(Source excerpt):
## Begin

I checked one of the tests designed for epilogue vectorization using
patches 1 - 3 and found out that build compiler performs vectorization
of epilogues with --param vect-epilogues-nomask=1 passed:

$ gcc -Ofast -mavx2 t1.c -S --param vect-epilogues-nomask=1 -o
t1.new-nomask.s -fdump-tree-vect-details
$ grep VECTORIZED -c t1.c.156t.vect
4
 Without param only 2 loops are vectorized.

Should I simply add a part of tests related to this feature or I must
delete all not necessary changes also?

Thanks.
Yuri.

2016-11-14 16:40 GMT+03:00 Richard Biener <rguenther@suse.de>:
> On Mon, 14 Nov 2016, Yuri Rumyantsev wrote:
>
>> Richard,
>>
>> In my previous patch I forgot to remove couple lines related to aux field.
>> Here is the correct updated patch.
>
> Yeah, I noticed.  This patch would be ok for trunk (together with
> necessary parts from 1 and 2) if all not required parts are removed
> (and you'd add the testcases covering non-masked tail vect).
>
> Thus, can you please produce a single complete patch containing only
> non-masked epilogue vectoriziation?

## End

(Records from a collection)
## Begin

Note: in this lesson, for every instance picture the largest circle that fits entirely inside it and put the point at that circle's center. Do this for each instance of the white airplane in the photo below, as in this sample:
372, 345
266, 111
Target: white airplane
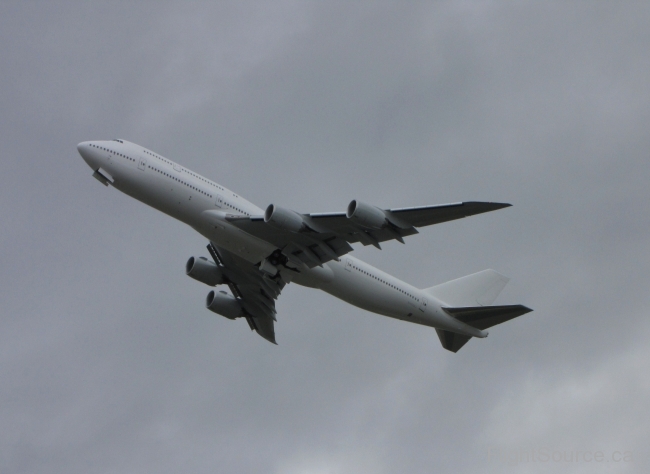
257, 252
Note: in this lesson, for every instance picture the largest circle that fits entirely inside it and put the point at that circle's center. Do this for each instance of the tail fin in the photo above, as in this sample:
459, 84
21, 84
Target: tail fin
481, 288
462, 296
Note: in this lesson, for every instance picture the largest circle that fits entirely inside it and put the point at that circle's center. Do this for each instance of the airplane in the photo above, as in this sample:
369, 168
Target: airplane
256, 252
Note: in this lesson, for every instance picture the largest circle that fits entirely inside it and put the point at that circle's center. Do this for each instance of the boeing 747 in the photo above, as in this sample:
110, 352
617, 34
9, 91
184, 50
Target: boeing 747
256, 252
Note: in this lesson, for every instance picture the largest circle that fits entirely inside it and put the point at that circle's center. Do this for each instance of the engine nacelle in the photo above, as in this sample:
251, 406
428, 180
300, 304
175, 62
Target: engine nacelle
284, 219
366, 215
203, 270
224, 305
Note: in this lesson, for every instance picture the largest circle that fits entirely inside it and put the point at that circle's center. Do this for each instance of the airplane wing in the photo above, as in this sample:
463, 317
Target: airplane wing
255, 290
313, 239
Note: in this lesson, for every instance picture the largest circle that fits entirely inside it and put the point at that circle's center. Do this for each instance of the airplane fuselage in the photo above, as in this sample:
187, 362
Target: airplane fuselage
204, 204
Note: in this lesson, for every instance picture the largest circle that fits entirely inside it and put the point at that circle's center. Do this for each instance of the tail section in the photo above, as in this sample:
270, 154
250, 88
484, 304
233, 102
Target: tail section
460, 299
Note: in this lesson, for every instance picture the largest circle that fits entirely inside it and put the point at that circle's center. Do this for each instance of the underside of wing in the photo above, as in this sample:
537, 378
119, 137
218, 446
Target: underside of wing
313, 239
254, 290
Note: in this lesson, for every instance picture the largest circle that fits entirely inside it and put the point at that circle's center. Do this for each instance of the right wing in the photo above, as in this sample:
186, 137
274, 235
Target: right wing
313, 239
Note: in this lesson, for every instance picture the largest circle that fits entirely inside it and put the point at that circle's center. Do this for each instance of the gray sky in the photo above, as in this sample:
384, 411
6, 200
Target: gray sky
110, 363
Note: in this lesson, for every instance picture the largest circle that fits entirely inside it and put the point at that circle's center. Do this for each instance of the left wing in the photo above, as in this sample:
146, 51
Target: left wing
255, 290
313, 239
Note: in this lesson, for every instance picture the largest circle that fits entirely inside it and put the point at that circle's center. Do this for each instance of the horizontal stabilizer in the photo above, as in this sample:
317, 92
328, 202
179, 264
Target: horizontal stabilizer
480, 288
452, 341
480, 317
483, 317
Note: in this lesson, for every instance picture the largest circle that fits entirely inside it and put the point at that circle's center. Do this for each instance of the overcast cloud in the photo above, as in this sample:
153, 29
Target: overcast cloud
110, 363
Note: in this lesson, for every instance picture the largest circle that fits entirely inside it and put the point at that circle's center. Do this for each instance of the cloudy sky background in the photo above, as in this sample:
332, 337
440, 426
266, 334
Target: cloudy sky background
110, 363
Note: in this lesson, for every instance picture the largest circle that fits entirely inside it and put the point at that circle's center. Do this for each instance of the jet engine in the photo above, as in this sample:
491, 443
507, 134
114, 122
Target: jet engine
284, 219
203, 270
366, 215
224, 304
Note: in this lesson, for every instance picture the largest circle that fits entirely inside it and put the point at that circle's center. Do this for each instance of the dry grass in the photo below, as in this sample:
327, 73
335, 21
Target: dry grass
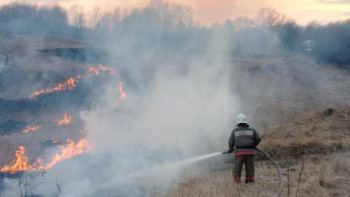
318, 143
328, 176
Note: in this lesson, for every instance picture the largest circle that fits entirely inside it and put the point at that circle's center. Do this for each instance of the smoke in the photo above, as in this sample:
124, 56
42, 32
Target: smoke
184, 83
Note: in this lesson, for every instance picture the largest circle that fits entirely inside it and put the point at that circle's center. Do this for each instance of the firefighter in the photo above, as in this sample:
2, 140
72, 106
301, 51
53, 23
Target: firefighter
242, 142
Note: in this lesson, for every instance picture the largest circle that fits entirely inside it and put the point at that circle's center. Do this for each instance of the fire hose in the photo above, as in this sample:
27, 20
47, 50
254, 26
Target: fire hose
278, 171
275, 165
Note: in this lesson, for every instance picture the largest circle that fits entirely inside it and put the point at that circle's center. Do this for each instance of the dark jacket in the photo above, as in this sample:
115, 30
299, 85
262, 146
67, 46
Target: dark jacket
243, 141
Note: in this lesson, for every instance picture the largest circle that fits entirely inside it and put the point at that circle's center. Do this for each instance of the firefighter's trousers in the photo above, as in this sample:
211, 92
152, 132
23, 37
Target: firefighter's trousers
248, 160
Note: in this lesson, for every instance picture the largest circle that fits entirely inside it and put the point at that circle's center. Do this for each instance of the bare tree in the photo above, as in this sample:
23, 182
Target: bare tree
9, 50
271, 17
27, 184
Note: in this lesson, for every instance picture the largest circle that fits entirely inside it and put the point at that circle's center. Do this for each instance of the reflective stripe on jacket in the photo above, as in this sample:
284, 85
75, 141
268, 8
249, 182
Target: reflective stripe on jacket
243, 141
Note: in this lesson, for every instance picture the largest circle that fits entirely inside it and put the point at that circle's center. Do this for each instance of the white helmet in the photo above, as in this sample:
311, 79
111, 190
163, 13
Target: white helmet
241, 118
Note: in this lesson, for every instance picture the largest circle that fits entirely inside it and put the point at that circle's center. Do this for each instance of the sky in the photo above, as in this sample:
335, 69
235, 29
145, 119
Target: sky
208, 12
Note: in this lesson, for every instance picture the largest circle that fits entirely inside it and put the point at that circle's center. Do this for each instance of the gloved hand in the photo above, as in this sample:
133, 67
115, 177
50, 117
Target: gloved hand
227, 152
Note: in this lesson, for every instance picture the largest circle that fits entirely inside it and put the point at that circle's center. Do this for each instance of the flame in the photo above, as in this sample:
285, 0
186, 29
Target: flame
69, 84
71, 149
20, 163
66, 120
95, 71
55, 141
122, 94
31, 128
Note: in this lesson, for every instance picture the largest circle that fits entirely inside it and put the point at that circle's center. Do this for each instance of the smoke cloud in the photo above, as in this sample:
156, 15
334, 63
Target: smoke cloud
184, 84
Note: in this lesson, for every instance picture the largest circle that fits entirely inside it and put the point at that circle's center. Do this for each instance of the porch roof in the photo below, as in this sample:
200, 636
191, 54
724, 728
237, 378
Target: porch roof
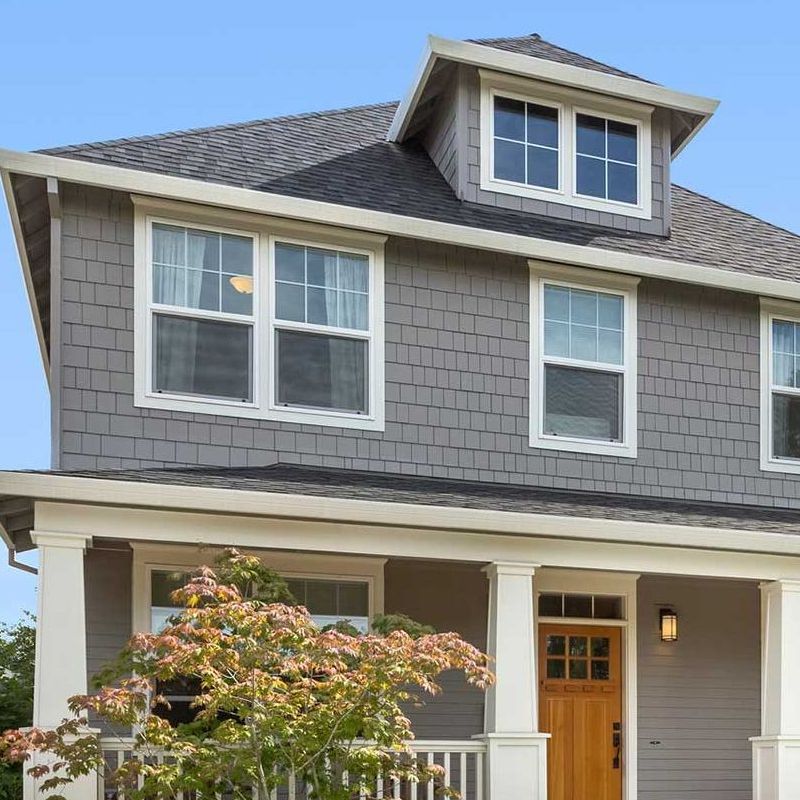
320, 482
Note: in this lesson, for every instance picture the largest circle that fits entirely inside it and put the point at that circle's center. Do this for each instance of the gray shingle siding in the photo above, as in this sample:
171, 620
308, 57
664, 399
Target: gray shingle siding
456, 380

## End
## Begin

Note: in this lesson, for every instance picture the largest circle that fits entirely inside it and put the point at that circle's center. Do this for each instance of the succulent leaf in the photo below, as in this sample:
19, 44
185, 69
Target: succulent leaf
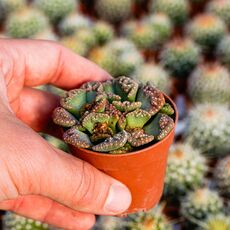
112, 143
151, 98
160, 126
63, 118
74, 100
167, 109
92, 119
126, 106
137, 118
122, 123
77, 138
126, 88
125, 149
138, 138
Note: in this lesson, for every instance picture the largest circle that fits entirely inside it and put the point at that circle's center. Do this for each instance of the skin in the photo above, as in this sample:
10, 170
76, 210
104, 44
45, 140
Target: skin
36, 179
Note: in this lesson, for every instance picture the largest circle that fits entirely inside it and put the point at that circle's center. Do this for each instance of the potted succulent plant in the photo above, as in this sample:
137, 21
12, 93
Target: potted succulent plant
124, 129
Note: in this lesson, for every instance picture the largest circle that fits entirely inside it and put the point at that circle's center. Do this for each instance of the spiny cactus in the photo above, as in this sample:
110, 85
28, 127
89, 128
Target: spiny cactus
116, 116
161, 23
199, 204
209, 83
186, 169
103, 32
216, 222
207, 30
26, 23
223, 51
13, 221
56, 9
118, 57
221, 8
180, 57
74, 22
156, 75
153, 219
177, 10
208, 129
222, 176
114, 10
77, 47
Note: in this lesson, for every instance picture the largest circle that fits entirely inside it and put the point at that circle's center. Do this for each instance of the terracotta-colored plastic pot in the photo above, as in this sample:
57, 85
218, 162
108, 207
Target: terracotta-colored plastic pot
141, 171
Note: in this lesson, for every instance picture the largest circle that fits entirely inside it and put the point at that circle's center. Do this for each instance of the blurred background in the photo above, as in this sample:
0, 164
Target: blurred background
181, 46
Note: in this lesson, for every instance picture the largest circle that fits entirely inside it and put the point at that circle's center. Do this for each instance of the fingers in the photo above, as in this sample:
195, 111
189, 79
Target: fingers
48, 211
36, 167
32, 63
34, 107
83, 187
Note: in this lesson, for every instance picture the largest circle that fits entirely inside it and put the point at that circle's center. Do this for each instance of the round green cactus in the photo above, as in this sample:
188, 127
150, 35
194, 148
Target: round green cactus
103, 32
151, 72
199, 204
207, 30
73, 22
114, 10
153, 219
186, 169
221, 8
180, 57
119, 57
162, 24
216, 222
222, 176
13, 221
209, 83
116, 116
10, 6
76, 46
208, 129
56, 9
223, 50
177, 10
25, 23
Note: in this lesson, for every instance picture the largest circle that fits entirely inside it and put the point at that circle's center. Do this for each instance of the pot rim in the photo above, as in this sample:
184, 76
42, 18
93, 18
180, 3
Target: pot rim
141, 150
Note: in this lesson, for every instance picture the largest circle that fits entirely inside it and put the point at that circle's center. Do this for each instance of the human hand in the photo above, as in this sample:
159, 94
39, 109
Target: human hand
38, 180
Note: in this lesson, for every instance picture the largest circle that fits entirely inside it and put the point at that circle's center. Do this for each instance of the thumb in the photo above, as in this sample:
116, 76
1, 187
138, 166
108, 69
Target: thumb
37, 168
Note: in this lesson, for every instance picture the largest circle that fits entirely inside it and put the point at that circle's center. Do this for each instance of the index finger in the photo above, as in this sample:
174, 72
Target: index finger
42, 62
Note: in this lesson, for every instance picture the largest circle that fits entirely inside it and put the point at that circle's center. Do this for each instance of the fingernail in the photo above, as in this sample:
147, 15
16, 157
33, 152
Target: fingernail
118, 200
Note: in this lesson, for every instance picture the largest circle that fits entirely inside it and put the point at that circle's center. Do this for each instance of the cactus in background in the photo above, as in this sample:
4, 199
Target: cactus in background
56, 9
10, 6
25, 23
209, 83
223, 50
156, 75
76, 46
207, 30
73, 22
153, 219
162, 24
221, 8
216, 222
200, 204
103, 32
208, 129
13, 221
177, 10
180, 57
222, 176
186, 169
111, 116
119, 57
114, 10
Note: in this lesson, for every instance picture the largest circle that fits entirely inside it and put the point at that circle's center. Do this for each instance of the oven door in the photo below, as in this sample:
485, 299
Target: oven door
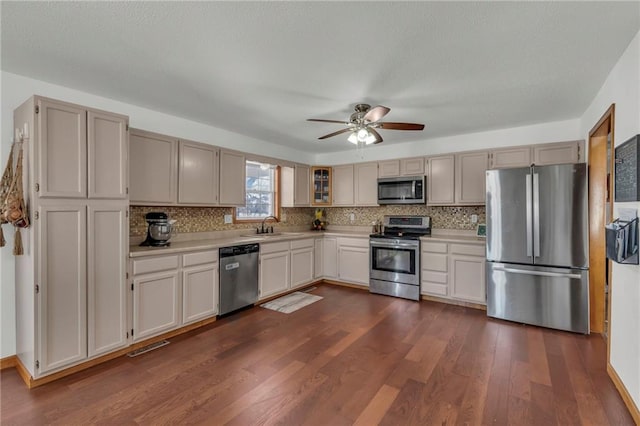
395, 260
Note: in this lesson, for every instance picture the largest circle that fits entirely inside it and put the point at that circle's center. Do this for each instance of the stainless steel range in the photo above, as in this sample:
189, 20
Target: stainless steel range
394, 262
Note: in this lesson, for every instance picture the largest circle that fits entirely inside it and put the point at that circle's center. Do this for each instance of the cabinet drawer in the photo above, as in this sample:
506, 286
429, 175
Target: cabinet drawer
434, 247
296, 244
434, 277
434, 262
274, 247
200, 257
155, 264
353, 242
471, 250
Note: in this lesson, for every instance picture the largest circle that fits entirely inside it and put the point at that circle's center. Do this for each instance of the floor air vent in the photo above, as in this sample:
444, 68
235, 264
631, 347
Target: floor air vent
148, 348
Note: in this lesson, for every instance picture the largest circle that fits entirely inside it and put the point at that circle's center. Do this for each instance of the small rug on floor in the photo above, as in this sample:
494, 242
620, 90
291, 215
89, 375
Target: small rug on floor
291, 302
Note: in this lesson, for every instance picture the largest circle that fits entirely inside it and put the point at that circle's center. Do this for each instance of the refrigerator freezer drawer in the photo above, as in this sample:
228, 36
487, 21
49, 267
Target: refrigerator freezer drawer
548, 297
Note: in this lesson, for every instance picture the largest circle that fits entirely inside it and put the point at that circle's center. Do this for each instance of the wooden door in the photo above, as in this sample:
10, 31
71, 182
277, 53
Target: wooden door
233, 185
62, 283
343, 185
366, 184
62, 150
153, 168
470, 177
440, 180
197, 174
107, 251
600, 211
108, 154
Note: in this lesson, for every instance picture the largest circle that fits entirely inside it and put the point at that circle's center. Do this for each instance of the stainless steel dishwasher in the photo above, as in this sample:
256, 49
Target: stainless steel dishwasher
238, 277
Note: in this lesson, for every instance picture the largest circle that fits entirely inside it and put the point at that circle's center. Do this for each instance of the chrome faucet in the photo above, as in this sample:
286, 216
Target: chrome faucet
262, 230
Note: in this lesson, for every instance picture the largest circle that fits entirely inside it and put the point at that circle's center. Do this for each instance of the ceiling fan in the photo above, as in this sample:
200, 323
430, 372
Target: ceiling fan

## End

(What you will do):
A – According to the epilogue vectorization excerpt, why did Yuri Rumyantsev send a corrected updated patch? Please answer in one to three sentences.
B – Duplicate the stretch of the epilogue vectorization excerpt from "I checked one" through "necessary changes also?".

(Task-by-task results):
A – In the previous patch, he had forgotten to remove a couple of lines related to the aux field. The updated patch is the corrected version.

B –
I checked one of the tests designed for epilogue vectorization using
patches 1 - 3 and found out that build compiler performs vectorization
of epilogues with --param vect-epilogues-nomask=1 passed:

$ gcc -Ofast -mavx2 t1.c -S --param vect-epilogues-nomask=1 -o
t1.new-nomask.s -fdump-tree-vect-details
$ grep VECTORIZED -c t1.c.156t.vect
4
 Without param only 2 loops are vectorized.

Should I simply add a part of tests related to this feature or I must
delete all not necessary changes also?